#### Required action
An exact printout of all the entries is required.

Recorded data
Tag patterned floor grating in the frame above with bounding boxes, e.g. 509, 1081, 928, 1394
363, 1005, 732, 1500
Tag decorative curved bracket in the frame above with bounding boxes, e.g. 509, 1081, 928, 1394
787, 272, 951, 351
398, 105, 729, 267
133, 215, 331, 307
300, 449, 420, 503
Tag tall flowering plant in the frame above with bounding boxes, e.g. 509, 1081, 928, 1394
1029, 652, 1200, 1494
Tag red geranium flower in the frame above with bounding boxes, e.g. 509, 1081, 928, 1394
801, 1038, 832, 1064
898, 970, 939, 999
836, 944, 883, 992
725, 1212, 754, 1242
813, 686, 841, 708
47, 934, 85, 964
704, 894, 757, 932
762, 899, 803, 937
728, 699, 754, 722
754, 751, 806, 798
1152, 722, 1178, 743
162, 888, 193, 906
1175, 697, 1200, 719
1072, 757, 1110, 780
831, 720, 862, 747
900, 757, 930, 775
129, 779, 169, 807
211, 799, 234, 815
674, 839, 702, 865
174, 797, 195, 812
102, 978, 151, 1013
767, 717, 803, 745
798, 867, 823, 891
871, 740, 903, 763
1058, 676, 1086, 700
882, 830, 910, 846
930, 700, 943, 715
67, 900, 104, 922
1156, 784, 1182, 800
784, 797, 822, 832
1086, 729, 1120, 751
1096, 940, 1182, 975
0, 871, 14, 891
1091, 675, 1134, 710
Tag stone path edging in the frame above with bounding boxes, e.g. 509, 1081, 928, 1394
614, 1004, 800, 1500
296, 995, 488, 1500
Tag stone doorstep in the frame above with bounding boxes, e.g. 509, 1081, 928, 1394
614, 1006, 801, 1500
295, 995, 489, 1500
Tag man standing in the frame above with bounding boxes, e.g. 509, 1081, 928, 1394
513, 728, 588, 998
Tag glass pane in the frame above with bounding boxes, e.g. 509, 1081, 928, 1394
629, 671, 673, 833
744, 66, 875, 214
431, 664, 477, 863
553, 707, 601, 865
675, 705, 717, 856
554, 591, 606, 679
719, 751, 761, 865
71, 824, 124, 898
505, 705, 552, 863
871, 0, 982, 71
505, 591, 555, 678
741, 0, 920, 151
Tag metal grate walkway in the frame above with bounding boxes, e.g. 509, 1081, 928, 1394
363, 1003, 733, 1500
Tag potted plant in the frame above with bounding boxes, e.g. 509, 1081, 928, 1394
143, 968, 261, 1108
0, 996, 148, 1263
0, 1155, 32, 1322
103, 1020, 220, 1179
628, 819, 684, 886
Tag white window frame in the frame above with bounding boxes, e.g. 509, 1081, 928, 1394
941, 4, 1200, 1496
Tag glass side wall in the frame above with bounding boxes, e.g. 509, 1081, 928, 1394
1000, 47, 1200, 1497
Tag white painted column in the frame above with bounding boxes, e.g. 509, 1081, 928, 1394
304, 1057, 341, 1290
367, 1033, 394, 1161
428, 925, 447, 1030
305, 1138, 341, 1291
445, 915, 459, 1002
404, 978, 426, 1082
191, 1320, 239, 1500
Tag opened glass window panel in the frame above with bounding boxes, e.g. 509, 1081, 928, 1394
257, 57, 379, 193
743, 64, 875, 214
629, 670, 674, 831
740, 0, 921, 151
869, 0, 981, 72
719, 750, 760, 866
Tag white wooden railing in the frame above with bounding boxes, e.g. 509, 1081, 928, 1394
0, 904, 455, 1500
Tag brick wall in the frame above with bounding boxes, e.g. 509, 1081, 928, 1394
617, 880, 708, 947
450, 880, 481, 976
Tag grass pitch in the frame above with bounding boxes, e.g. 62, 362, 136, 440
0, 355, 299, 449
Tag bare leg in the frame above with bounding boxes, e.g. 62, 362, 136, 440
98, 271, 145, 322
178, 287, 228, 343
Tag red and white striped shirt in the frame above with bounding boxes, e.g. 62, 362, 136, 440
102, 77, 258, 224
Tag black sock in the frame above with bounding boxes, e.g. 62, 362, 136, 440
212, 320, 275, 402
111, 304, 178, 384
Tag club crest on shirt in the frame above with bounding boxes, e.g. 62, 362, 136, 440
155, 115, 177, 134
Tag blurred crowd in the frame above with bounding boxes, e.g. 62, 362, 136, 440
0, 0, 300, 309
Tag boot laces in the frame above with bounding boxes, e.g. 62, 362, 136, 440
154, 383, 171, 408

#### Answer box
Tag patterned floor grating in the frame above with bounding boxes, e.g. 509, 1081, 928, 1394
363, 1005, 732, 1500
Tag decorative curved bracket in the frame above with bounding boxes, e.g. 509, 1081, 928, 1394
787, 272, 951, 351
398, 105, 729, 267
133, 215, 331, 307
300, 449, 420, 503
Tag tall flowering plant in the frame above with bounding boxes, e.g. 509, 1081, 928, 1394
1029, 652, 1200, 1494
Tag red geranium flower in the frame above with bounding boxes, e.g. 509, 1081, 928, 1394
801, 1038, 832, 1064
898, 970, 939, 999
836, 944, 883, 992
725, 1212, 754, 1242
813, 686, 841, 708
47, 934, 85, 964
704, 894, 757, 932
762, 899, 803, 937
728, 699, 754, 722
754, 751, 806, 798
1152, 722, 1178, 743
162, 888, 193, 906
1175, 697, 1200, 719
1072, 757, 1110, 780
831, 720, 862, 747
900, 757, 930, 775
129, 779, 169, 807
211, 799, 234, 815
674, 839, 702, 865
174, 797, 195, 812
102, 978, 151, 1013
767, 717, 803, 745
798, 867, 823, 891
871, 740, 903, 763
1058, 676, 1086, 700
882, 830, 910, 846
930, 700, 943, 715
67, 900, 104, 922
1156, 784, 1182, 800
784, 797, 822, 832
1086, 729, 1120, 751
1096, 940, 1182, 975
0, 871, 14, 891
1091, 675, 1134, 710
Tag stone path edging in the frame above with bounding boxes, e.g. 509, 1081, 928, 1394
614, 1004, 800, 1500
296, 995, 488, 1500
Tag stone doorstep in the frame above with bounding boxes, e.g. 509, 1081, 928, 1394
614, 1006, 801, 1500
295, 995, 489, 1500
Tag man standing in the frame above with bounding boxes, e.g. 509, 1081, 928, 1394
513, 728, 588, 998
Tag glass pane in the frame above with bounding boxes, e.g. 509, 1081, 928, 1394
629, 671, 673, 833
744, 66, 875, 214
431, 664, 477, 863
553, 707, 601, 865
675, 705, 717, 856
554, 591, 606, 679
719, 751, 761, 865
71, 824, 124, 898
505, 705, 552, 863
871, 0, 982, 71
505, 591, 555, 678
741, 0, 920, 151
Tag metal grate walkway in the frame above with bounding boxes, e.g. 509, 1081, 928, 1394
363, 1003, 733, 1500
Tag potted plant in the frame above with bounding boxes, e.g. 509, 1081, 928, 1394
143, 968, 261, 1108
0, 996, 148, 1263
0, 1155, 32, 1322
103, 1020, 220, 1179
628, 819, 684, 886
Tag white window frame in the frame above with bounding boxes, e.g. 509, 1081, 928, 1394
941, 4, 1200, 1496
Tag glass side wall in the frame above with bounding boxes, e.g. 509, 1081, 928, 1394
1000, 47, 1200, 1497
Tag white painted column in the frame above with bounding boxes, e.g. 509, 1081, 928, 1394
304, 1057, 341, 1290
367, 1033, 394, 1161
428, 925, 447, 1030
305, 1138, 341, 1291
445, 915, 459, 1002
404, 978, 426, 1082
191, 1320, 239, 1500
Tag opened glass window panel in the frame above with bounding boxes, e.g. 509, 1081, 928, 1394
257, 57, 379, 193
743, 64, 875, 214
629, 670, 674, 831
740, 0, 921, 151
869, 0, 981, 72
719, 750, 760, 866
Tag white wooden railing in the frame above with bounding boxes, e.g. 509, 1081, 928, 1394
0, 904, 455, 1500
Tag brick wall in the frame above with bounding boxes, e.g. 509, 1081, 928, 1394
617, 880, 708, 947
450, 880, 481, 976
Tag grass pitch in the frame above with bounding boxes, e.g. 62, 362, 136, 440
0, 355, 299, 449
Tag bare leg in the frame above with bounding boxes, e.g. 62, 362, 136, 440
98, 271, 145, 322
178, 287, 228, 343
Tag red and white striped shirt in the frame above with bounding boxes, e.g. 62, 362, 136, 440
102, 77, 258, 224
Tag black sock in the frame above with bounding boxes, e.g. 62, 362, 136, 440
212, 320, 275, 402
111, 304, 178, 384
Tag club crest on shirt in the frame above with bounding boxes, e.g. 62, 362, 136, 440
155, 115, 177, 134
Tag blurred crowd in the frame above with bounding boxes, e.g. 62, 362, 136, 440
0, 0, 300, 309
Tag boot laces in the frame above with bounding boxes, e.g. 62, 362, 136, 440
154, 383, 171, 408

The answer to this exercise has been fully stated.